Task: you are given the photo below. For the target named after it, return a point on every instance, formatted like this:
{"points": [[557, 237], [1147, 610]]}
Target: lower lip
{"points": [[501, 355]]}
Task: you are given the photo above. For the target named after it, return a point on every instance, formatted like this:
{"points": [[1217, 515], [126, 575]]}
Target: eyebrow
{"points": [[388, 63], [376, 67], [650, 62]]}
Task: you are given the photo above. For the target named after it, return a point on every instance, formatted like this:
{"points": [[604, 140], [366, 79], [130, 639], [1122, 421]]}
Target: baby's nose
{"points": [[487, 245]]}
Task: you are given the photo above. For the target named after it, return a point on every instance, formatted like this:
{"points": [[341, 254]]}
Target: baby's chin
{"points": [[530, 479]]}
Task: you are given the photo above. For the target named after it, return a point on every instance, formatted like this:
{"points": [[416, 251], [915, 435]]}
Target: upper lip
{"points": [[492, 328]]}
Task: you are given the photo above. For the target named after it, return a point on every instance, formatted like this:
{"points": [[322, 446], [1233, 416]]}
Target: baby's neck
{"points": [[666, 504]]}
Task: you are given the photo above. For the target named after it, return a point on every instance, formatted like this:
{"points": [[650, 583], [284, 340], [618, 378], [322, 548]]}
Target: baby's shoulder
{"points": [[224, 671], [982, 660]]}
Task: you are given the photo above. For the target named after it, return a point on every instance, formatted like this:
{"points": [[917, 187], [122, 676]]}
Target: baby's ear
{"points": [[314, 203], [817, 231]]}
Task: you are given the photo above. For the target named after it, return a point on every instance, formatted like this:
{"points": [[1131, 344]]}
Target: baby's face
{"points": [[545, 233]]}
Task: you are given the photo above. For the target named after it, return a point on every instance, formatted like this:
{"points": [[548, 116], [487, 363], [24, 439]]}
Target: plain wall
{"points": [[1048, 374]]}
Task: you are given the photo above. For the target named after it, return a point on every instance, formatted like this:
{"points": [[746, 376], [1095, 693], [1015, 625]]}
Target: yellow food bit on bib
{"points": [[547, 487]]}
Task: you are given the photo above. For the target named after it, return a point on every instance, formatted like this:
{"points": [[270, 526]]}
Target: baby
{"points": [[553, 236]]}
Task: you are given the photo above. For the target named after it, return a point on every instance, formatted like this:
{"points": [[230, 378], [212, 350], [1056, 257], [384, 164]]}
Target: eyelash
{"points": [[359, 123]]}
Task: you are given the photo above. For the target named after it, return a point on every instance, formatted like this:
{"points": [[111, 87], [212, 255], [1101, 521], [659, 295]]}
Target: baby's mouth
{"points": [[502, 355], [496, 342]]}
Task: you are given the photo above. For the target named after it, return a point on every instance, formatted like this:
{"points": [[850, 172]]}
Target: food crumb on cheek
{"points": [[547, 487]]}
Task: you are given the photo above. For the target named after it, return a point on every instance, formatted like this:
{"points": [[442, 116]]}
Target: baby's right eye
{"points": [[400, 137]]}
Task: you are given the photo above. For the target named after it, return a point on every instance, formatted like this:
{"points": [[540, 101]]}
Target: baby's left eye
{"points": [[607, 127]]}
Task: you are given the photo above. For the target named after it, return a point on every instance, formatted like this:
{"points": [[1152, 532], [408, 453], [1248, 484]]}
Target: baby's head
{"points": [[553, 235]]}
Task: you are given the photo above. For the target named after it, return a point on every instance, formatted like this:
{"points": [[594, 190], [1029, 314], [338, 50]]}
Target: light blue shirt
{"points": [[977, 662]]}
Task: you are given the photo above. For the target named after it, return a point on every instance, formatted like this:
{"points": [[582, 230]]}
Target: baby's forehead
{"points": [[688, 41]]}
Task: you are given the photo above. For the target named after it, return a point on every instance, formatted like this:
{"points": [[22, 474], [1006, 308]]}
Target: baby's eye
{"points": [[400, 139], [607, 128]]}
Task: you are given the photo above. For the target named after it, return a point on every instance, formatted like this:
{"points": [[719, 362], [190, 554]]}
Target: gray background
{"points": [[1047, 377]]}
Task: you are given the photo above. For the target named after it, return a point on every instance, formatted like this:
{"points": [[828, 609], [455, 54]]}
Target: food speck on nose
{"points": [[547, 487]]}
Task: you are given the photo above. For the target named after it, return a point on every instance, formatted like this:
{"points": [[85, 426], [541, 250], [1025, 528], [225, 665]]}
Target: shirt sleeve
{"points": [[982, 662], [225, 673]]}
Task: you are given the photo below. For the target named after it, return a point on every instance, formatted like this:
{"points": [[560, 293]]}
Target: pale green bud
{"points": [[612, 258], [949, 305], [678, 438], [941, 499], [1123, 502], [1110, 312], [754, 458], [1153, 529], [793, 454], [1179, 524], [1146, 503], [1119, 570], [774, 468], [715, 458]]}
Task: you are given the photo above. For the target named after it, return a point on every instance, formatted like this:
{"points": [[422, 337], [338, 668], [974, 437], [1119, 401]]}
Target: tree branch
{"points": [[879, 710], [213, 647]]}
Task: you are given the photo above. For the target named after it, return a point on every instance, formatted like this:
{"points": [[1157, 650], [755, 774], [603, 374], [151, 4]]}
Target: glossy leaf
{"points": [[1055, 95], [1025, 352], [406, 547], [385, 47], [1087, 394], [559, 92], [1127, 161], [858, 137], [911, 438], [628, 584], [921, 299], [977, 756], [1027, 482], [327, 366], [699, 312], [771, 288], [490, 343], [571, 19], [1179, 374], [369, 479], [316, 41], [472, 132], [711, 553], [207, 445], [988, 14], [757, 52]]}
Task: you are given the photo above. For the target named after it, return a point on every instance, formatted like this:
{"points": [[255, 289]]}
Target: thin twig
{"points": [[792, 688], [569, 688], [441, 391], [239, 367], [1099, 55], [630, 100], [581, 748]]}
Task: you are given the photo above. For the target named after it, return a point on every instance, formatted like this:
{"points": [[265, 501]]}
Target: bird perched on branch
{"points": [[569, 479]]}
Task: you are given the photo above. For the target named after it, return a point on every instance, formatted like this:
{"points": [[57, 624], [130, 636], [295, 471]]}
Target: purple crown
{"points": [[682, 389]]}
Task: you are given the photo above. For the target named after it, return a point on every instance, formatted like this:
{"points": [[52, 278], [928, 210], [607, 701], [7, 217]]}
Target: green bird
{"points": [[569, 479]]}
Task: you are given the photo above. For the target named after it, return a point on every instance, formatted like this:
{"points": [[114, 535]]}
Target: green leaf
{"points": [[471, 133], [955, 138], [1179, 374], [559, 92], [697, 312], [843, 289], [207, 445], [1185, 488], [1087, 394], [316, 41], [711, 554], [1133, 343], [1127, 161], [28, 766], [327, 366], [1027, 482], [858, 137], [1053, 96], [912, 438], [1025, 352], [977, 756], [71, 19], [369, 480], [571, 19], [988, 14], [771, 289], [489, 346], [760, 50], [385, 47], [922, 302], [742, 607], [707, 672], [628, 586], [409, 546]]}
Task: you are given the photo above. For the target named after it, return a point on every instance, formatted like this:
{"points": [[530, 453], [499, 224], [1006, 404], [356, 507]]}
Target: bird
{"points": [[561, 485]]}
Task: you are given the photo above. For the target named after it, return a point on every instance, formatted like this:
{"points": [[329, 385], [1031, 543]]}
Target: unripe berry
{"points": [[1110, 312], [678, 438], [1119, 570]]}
§ §
▸ **What needs to be done**:
Return the whole listing exactly.

▸ **Output**:
Task: you are given the photo below. For the target named after it, return a point on every instance, formatted like this:
{"points": [[557, 237], [1147, 610]]}
Target: lower lip
{"points": [[501, 355]]}
Task: you are given the photo above. For the target named after it, return a point on every instance, formatted like this:
{"points": [[1217, 515], [126, 575]]}
Target: eyebrow
{"points": [[388, 63], [376, 67], [650, 62]]}
Task: you are given the photo above. For the target named after it, return a point on every instance, formatted like this:
{"points": [[604, 140], [366, 79], [130, 639], [1122, 421]]}
Target: baby's nose
{"points": [[487, 245]]}
Task: you are given the photo above. For the target named after it, return a point on every instance, formatted like this:
{"points": [[341, 254]]}
Target: baby's chin
{"points": [[530, 479]]}
Task: you are given the photo above. For the target named after it, return a point on every instance, formatted like this:
{"points": [[416, 251], [915, 435]]}
Target: upper lip
{"points": [[492, 328]]}
Task: you are given the photo above. For the target named after it, return a point on every instance, formatted like this:
{"points": [[322, 446], [1233, 416]]}
Target: baby's neck
{"points": [[666, 504]]}
Task: you are given the photo above. For the target named after it, return a point on every instance, formatted like this:
{"points": [[650, 583], [284, 340], [618, 378], [322, 548]]}
Target: baby's shoulder
{"points": [[224, 671], [982, 660]]}
Task: you are given the photo above. For the target named after it, return a point on every instance, formatted like this:
{"points": [[917, 187], [122, 676]]}
Target: baby's ear
{"points": [[314, 203], [817, 231]]}
Task: you are given the photo above. For the target named after it, return a point on every instance, formatted like this:
{"points": [[1131, 344]]}
Target: baby's face
{"points": [[545, 233]]}
Task: you are given the photo above. For the target named after it, return a point on every instance, formatted like this:
{"points": [[548, 116], [487, 363], [24, 439]]}
Target: plain wall
{"points": [[1048, 374]]}
Task: you are given the photo above. For the target named after it, return a point on every instance, formatted like this:
{"points": [[746, 376], [1095, 693], [1015, 625]]}
Target: yellow food bit on bib
{"points": [[547, 487]]}
Task: you are given the photo above. For the target named after it, return a point on every instance, formatted like this:
{"points": [[270, 526]]}
Target: baby
{"points": [[553, 236]]}
Task: you are given the photo above. For the target named after it, return a point on every instance, formatted like this:
{"points": [[230, 378], [212, 350], [1056, 257], [384, 164]]}
Target: eyelash
{"points": [[359, 123]]}
Task: you are given the photo above. For the target named after it, return a point on every instance, formatted like this:
{"points": [[111, 87], [212, 255], [1101, 521], [659, 295]]}
Target: baby's mouth
{"points": [[502, 355], [496, 342]]}
Task: you are given the photo above. For the target named after it, return a point on every instance, formatted like this:
{"points": [[850, 172]]}
Target: food crumb on cheek
{"points": [[547, 487]]}
Task: you are given the photo above. For the target named after it, return a point on every instance, formatted like this:
{"points": [[442, 116]]}
Target: baby's right eye
{"points": [[400, 137]]}
Task: you are given the photo above. For the target named after it, return a point on every instance, formatted like this:
{"points": [[540, 101]]}
Target: baby's left eye
{"points": [[607, 127]]}
Task: you are given the photo above. For the target named after it, return a point on every instance, formatted like this:
{"points": [[1152, 532], [408, 453], [1248, 484]]}
Target: baby's head
{"points": [[553, 235]]}
Task: you are given the photo above. For the target named after it, return a point on every instance, formatted like this:
{"points": [[594, 190], [1029, 314], [338, 50]]}
Target: light blue shirt
{"points": [[977, 662]]}
Task: you are given the photo above. For the target named after it, return a point on every instance, formatted like this:
{"points": [[582, 230]]}
Target: baby's forehead
{"points": [[688, 41]]}
Task: you are given the photo above. For the target named after it, return a point on every instance, formatted like this:
{"points": [[22, 474], [1006, 308]]}
Target: baby's eye
{"points": [[400, 139], [607, 128]]}
Task: you are given the photo above. For the target named after it, return a point on every instance, formatted like this:
{"points": [[719, 362], [190, 554]]}
Target: gray background
{"points": [[1047, 377]]}
Task: you are given the photo above. For the target named after it, return a point on every instance, formatted like this:
{"points": [[828, 609], [455, 54]]}
Target: food speck on nose
{"points": [[547, 487]]}
Task: you are given the photo above. For the target named after it, return a point on every instance, formatted like this:
{"points": [[85, 426], [541, 250], [1025, 528], [225, 665]]}
Target: shirt sleeve
{"points": [[982, 662], [225, 673]]}
Task: you are given the photo below. For the target named after it, return a point on every instance, formatted like this:
{"points": [[560, 293]]}
Target: pale green bud
{"points": [[612, 258], [949, 305], [678, 438], [941, 499], [1123, 502], [1110, 312], [754, 458], [1153, 529], [793, 454], [1179, 524], [1146, 503], [1119, 570], [774, 468], [715, 458]]}
Task: you are given the photo above. For the target named after it, return a point on every instance, formatted like this:
{"points": [[422, 337], [338, 668], [974, 437], [1119, 401]]}
Target: tree branch
{"points": [[879, 710], [213, 647]]}
Task: you are given the photo above. For the target named after it, return a point on every instance, formatted like this:
{"points": [[1157, 650], [755, 774], [603, 374], [151, 4]]}
Target: glossy leaf
{"points": [[1055, 95], [1025, 352], [406, 547], [385, 47], [1087, 394], [559, 92], [1127, 161], [858, 137], [911, 438], [628, 584], [921, 299], [977, 756], [1027, 482], [327, 366], [699, 312], [771, 288], [490, 343], [571, 19], [1179, 374], [369, 479], [316, 41], [472, 132], [711, 553], [207, 445], [988, 14], [757, 52]]}
Task: you are given the photo above. For the target named after it, return a point on every instance, formatted like this:
{"points": [[255, 289]]}
Target: thin twig
{"points": [[792, 688], [569, 688], [441, 391], [239, 367], [1099, 55], [630, 100], [581, 748]]}
Task: you are given the photo above. For the target named after it, return a point on every instance, formatted like this:
{"points": [[265, 501]]}
Target: bird perched on branch
{"points": [[569, 479]]}
Task: you are given the photo above. For the target named after it, return a point on every instance, formatted like this:
{"points": [[57, 624], [130, 636], [295, 471]]}
Target: purple crown
{"points": [[682, 389]]}
Task: you are given the photo above. For the target named after it, return a point on every instance, formatted like this:
{"points": [[52, 278], [928, 210], [607, 701], [7, 217]]}
Target: green bird
{"points": [[569, 479]]}
Task: you are given the photo above. For the target named after it, return a point on every instance, formatted like this:
{"points": [[114, 535]]}
Target: green leaf
{"points": [[471, 133], [955, 138], [1179, 374], [559, 92], [697, 312], [843, 289], [207, 445], [1185, 488], [1087, 394], [316, 41], [711, 554], [1133, 343], [1127, 161], [28, 766], [327, 366], [1027, 482], [858, 137], [1053, 96], [912, 438], [1025, 352], [977, 756], [71, 19], [369, 480], [571, 19], [988, 14], [771, 289], [489, 346], [760, 50], [385, 47], [922, 302], [742, 607], [707, 672], [628, 586], [409, 546]]}
Task: you are given the photo above. For the target named after it, return a point on every instance, formatted like this:
{"points": [[530, 453], [499, 224], [1006, 404], [356, 507]]}
Target: bird
{"points": [[561, 485]]}
Task: you are given the photo above. For the target named after it, return a point on every instance, formatted like this:
{"points": [[329, 385], [1031, 543]]}
Target: unripe berry
{"points": [[1110, 312], [678, 438], [1119, 570]]}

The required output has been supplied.